- Data:
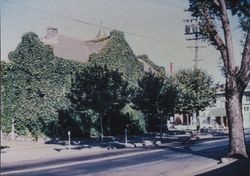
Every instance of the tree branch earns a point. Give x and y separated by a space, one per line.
228 37
216 3
216 38
244 73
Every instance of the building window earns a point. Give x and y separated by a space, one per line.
246 108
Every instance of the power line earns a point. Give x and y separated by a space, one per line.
90 23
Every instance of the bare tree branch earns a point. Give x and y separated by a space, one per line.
244 73
228 37
216 3
216 38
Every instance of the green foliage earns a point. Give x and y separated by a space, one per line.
156 97
101 90
35 85
118 55
196 90
134 120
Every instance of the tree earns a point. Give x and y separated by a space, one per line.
213 16
35 85
101 90
117 54
155 97
196 91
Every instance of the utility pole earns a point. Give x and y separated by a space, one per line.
192 29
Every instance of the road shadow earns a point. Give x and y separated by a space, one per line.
237 168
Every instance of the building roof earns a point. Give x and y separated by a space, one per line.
72 48
215 112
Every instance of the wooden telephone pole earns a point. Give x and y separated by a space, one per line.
192 30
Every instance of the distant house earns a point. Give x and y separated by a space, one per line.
72 48
80 50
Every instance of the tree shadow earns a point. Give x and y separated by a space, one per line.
237 168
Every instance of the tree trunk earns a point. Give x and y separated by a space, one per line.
101 128
235 117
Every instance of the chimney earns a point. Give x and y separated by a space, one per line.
51 32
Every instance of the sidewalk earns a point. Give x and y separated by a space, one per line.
27 151
32 151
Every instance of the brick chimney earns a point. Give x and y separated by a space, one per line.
51 32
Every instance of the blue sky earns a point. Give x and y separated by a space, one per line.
159 21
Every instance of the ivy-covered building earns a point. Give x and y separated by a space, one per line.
112 50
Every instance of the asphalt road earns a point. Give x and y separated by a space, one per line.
179 160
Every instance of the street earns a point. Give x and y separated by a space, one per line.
163 160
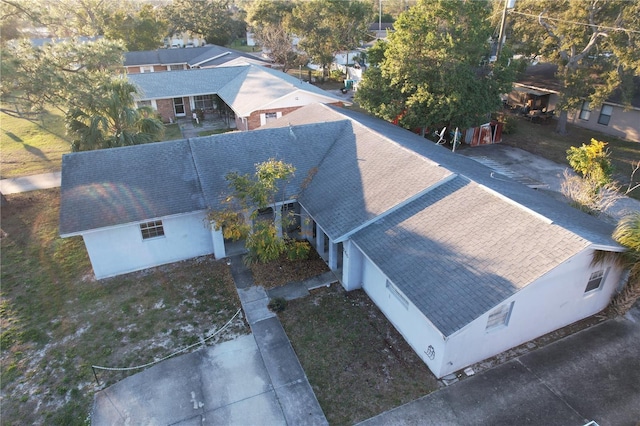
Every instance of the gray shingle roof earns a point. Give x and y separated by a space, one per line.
123 185
166 85
244 88
210 55
452 237
460 250
302 146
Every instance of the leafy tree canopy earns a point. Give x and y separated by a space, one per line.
111 120
594 44
435 69
212 19
326 27
64 75
250 194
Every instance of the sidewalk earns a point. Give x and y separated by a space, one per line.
254 379
290 383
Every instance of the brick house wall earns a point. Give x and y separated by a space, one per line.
167 112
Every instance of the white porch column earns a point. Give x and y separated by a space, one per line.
320 241
333 255
218 242
352 262
278 218
306 225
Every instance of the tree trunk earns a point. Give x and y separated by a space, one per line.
561 126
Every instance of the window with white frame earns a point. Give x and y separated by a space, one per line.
595 281
203 102
585 111
499 317
393 290
152 229
605 114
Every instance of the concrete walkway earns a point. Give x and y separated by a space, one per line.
30 183
253 380
289 381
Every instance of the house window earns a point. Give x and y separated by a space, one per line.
605 115
152 229
585 111
393 290
203 102
499 317
595 281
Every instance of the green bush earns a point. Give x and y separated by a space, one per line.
277 304
298 250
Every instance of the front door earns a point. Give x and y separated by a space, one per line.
178 107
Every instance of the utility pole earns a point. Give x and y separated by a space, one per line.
508 4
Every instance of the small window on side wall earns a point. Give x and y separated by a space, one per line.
152 229
595 281
499 317
585 111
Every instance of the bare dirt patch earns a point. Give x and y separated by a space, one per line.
57 320
283 271
356 362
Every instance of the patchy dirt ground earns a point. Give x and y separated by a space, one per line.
283 271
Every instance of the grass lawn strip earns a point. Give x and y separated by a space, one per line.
356 362
57 320
542 140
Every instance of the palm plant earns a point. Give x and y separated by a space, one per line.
110 119
627 233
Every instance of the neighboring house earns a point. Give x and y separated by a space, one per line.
255 94
380 30
540 87
209 56
465 263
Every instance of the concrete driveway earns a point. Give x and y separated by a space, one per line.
537 172
225 384
593 375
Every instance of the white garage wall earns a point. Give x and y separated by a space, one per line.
118 250
426 341
552 302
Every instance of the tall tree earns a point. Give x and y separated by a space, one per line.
212 19
436 70
594 43
111 120
269 21
63 75
141 29
326 27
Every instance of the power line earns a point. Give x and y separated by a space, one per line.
577 23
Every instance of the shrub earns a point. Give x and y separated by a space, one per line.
277 304
298 250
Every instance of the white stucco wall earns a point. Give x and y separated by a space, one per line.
118 250
623 124
408 320
552 302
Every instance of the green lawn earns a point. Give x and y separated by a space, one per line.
32 147
57 320
357 363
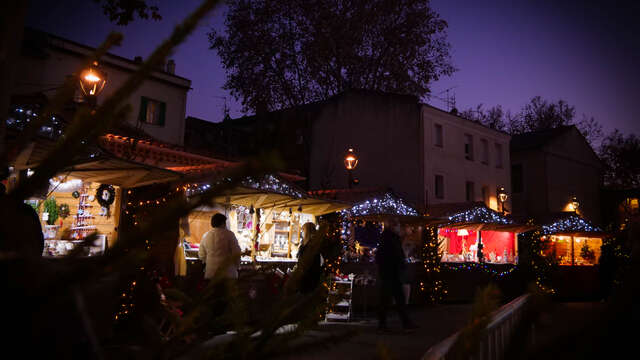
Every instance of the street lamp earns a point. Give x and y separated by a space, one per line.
575 204
92 81
502 196
350 163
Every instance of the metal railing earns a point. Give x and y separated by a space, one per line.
494 339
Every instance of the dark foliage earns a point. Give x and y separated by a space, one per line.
537 115
620 156
122 12
280 54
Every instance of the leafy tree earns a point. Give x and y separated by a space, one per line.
620 155
122 12
493 117
537 115
280 54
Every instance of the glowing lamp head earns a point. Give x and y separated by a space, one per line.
350 160
502 194
575 204
92 80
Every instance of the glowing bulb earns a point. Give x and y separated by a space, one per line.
92 77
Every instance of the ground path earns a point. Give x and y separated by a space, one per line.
436 323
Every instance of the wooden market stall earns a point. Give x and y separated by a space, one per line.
474 233
266 215
572 240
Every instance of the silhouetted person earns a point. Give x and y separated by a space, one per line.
313 271
20 229
391 268
219 250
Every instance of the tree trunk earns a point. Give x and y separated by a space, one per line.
12 17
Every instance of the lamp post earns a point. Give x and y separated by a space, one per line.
92 81
575 204
350 163
502 196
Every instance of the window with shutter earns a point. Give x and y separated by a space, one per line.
152 112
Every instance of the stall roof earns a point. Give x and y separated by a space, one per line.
97 165
472 215
271 191
371 203
568 223
115 171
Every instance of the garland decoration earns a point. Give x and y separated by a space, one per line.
63 210
106 195
432 283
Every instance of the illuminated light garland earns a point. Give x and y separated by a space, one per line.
387 205
432 282
477 266
572 223
20 116
479 214
273 184
268 183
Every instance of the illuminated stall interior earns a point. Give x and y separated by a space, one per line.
464 226
573 241
278 207
363 222
86 197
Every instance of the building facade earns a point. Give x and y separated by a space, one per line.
464 160
158 106
551 167
393 138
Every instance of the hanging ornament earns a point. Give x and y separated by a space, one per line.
63 211
106 195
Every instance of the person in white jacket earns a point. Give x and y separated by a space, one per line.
219 248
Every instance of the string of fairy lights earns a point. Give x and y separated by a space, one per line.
480 267
432 282
571 223
388 204
479 214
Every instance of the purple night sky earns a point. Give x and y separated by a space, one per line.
506 52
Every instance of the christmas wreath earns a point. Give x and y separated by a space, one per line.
63 210
106 195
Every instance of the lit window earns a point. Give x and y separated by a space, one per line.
485 151
517 181
437 135
498 155
468 147
470 191
486 196
152 111
439 187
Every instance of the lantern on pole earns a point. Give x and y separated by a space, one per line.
575 204
502 196
350 163
92 81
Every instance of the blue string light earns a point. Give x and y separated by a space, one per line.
387 205
479 214
477 266
572 223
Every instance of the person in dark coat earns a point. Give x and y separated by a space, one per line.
391 270
313 272
20 229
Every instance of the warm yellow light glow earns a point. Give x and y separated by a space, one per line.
350 160
92 77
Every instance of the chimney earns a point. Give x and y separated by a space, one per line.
171 67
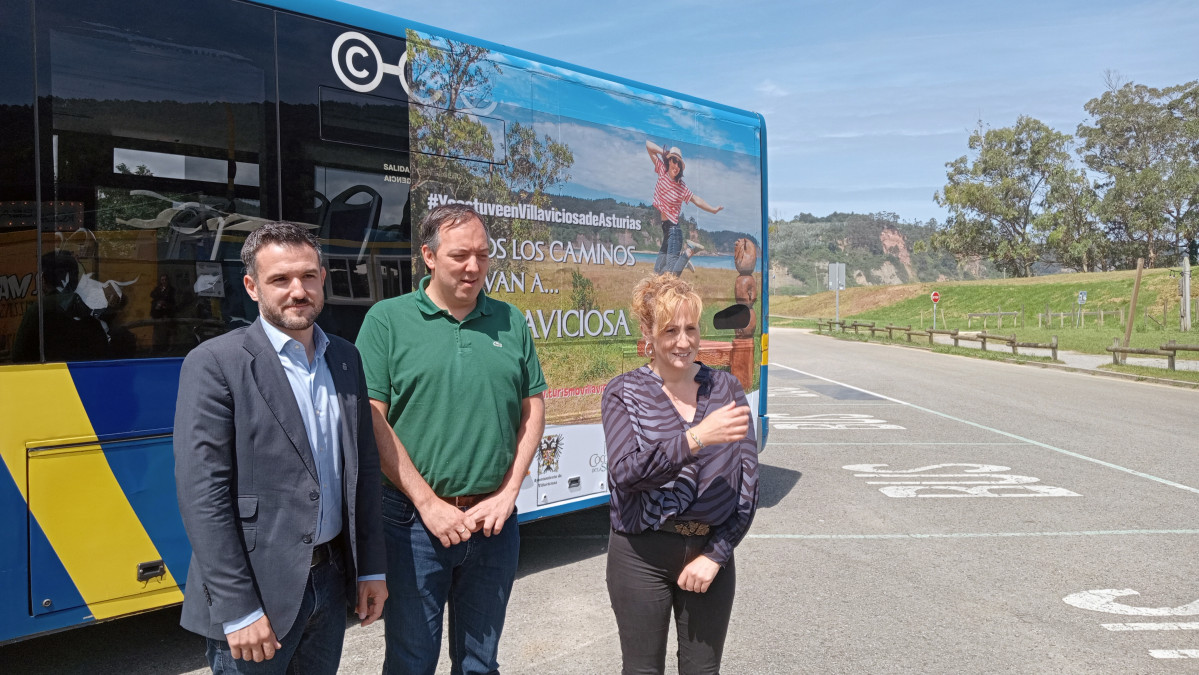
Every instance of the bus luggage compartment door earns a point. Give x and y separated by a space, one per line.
104 528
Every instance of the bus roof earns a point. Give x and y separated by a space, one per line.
381 22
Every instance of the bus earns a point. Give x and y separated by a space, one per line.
143 139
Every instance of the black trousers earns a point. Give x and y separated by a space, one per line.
643 573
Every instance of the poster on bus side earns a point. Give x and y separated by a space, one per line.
583 181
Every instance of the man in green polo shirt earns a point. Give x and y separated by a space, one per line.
455 389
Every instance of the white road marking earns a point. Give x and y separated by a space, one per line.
919 535
983 480
1008 434
861 444
1104 600
1162 626
974 535
1174 654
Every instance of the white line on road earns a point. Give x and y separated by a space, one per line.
1008 434
1174 654
857 444
974 535
1163 626
839 403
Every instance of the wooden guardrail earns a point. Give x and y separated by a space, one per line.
986 315
921 332
830 324
955 335
889 329
1175 348
1052 345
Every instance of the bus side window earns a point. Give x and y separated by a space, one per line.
18 199
160 160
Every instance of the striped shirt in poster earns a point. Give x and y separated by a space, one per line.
669 194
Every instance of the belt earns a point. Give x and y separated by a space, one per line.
686 528
325 552
464 501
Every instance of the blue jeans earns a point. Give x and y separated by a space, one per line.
313 644
670 251
474 577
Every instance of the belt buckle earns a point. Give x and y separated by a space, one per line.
690 528
321 554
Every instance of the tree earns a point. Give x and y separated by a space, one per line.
998 200
1074 234
1145 144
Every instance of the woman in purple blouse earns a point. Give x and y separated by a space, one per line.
682 465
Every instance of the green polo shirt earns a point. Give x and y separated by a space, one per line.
453 389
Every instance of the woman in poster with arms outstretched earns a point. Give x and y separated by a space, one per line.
669 194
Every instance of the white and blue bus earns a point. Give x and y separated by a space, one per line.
140 140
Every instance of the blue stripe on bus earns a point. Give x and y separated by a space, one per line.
564 507
48 579
396 26
140 468
13 555
125 398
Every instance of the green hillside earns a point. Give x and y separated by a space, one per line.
1156 321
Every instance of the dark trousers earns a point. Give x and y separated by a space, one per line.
313 644
473 578
643 573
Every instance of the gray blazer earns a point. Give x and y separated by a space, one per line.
247 481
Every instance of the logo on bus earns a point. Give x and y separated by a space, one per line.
361 67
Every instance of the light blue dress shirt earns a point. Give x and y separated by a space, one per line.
312 384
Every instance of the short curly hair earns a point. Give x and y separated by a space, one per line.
656 300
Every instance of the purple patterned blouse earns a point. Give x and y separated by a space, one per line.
655 476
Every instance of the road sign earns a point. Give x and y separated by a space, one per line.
836 276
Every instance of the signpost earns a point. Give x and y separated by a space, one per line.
837 282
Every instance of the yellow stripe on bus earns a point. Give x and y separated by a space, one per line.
98 537
73 494
38 403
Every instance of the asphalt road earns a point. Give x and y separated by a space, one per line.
919 513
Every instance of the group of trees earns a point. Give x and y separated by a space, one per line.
1126 186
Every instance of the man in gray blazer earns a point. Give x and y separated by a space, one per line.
277 475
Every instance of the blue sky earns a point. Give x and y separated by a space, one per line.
865 101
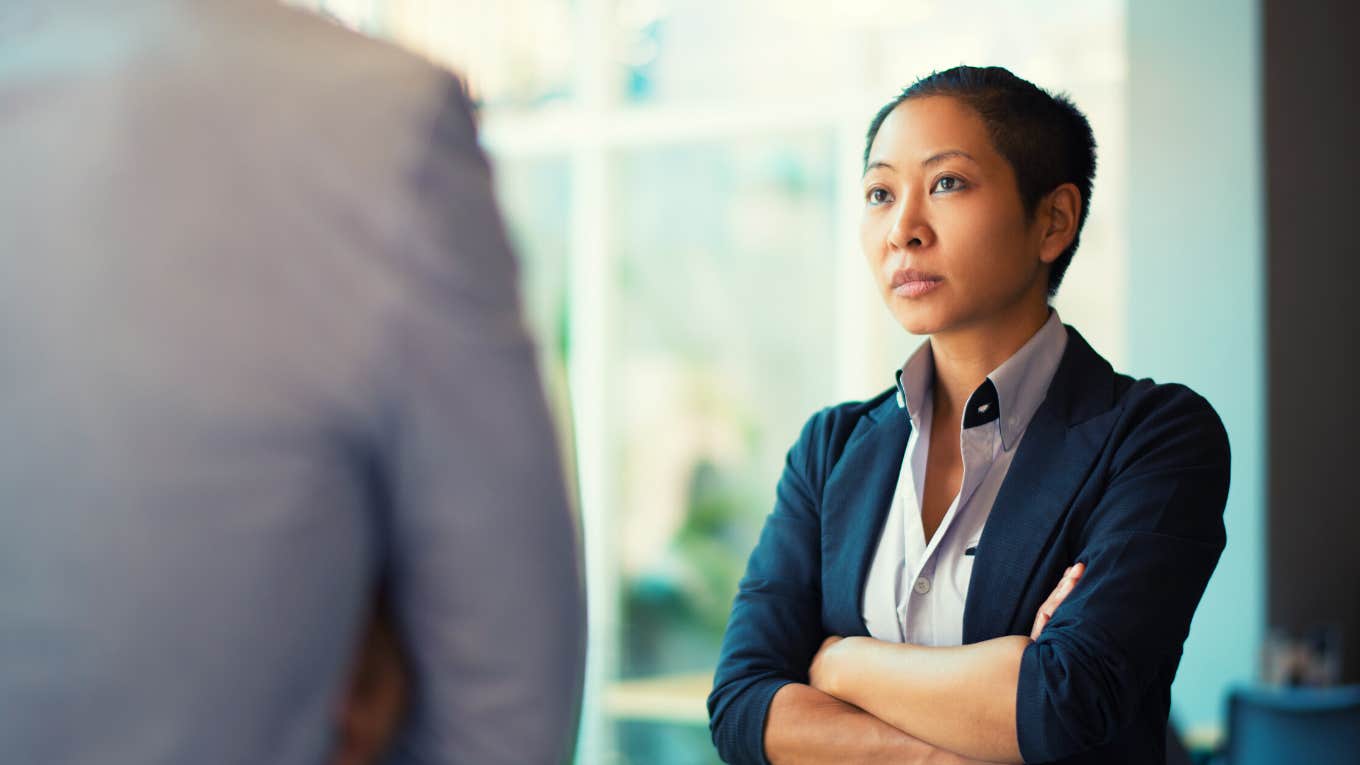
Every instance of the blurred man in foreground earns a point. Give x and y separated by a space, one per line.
261 361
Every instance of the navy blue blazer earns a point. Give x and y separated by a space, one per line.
1128 477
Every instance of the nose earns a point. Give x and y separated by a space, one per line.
910 229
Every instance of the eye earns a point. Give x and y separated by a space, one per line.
948 184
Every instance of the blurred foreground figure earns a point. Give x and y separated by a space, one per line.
263 365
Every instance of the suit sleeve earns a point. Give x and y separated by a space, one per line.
1149 547
775 625
483 553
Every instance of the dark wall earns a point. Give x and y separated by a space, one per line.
1313 247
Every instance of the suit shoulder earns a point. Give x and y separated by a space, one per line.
830 429
1170 417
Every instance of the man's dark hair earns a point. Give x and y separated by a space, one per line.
1045 138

- What is needed: Copy everything from the line containing "Every instance of the man's" down to the end of the data, renaming "dark hair" to "black hair" and leaving all else unchanged.

- Task response:
Every instance of the man's black hair earns a point. Give x and y separated by a space, one per line.
1045 138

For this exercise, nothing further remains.